Aim
Pull out every line of the records below that contains the word "reflection".

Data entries
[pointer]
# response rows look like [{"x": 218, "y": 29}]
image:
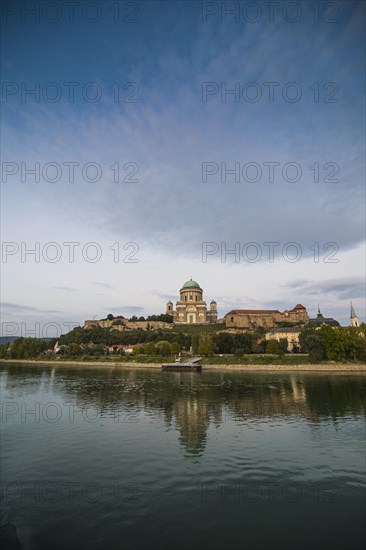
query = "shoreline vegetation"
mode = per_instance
[{"x": 290, "y": 364}]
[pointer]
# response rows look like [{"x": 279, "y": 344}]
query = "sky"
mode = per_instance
[{"x": 144, "y": 143}]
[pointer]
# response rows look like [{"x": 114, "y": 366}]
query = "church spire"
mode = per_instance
[{"x": 354, "y": 318}]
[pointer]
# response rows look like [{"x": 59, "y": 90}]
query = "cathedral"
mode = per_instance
[{"x": 191, "y": 308}]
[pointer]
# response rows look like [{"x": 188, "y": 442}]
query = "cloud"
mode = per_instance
[
  {"x": 342, "y": 288},
  {"x": 66, "y": 288},
  {"x": 22, "y": 307},
  {"x": 103, "y": 285}
]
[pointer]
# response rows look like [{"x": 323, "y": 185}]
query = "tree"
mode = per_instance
[
  {"x": 27, "y": 348},
  {"x": 4, "y": 350},
  {"x": 74, "y": 349},
  {"x": 272, "y": 347},
  {"x": 283, "y": 345},
  {"x": 223, "y": 342},
  {"x": 163, "y": 348},
  {"x": 311, "y": 343}
]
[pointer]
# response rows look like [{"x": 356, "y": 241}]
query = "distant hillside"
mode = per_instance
[{"x": 10, "y": 339}]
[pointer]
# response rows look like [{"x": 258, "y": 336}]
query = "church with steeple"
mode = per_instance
[
  {"x": 354, "y": 318},
  {"x": 191, "y": 308}
]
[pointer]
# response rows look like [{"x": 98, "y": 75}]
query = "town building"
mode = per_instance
[
  {"x": 291, "y": 334},
  {"x": 191, "y": 308},
  {"x": 320, "y": 320},
  {"x": 265, "y": 318}
]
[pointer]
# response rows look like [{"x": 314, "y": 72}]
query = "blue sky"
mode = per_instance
[{"x": 172, "y": 125}]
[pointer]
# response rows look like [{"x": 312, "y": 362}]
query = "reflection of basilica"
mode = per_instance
[{"x": 192, "y": 402}]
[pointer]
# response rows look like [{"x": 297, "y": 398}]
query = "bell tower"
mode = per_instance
[{"x": 354, "y": 318}]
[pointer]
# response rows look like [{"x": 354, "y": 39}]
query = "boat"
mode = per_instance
[{"x": 181, "y": 366}]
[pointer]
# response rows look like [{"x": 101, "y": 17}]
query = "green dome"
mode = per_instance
[{"x": 191, "y": 284}]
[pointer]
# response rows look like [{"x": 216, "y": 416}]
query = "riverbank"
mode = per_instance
[{"x": 320, "y": 367}]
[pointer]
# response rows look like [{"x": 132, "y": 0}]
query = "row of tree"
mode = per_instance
[
  {"x": 163, "y": 318},
  {"x": 334, "y": 344}
]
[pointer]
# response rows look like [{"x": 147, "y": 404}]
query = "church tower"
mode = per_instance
[{"x": 354, "y": 318}]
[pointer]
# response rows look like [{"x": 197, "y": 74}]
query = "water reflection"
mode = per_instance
[{"x": 191, "y": 402}]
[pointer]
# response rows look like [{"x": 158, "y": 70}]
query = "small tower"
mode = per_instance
[
  {"x": 354, "y": 318},
  {"x": 169, "y": 308},
  {"x": 212, "y": 314}
]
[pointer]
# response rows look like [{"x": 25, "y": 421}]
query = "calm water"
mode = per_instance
[{"x": 139, "y": 459}]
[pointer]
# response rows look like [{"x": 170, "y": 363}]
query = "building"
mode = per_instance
[
  {"x": 265, "y": 318},
  {"x": 291, "y": 334},
  {"x": 191, "y": 308},
  {"x": 320, "y": 320}
]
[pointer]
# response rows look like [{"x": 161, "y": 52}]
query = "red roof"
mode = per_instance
[{"x": 251, "y": 311}]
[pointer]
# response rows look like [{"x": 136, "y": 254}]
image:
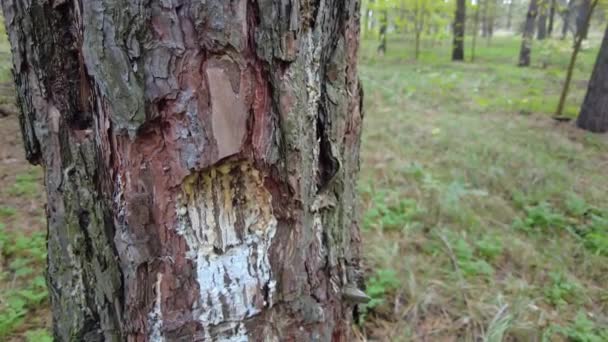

Answer to this exercise
query = "reflection of basilica"
query = "water reflection"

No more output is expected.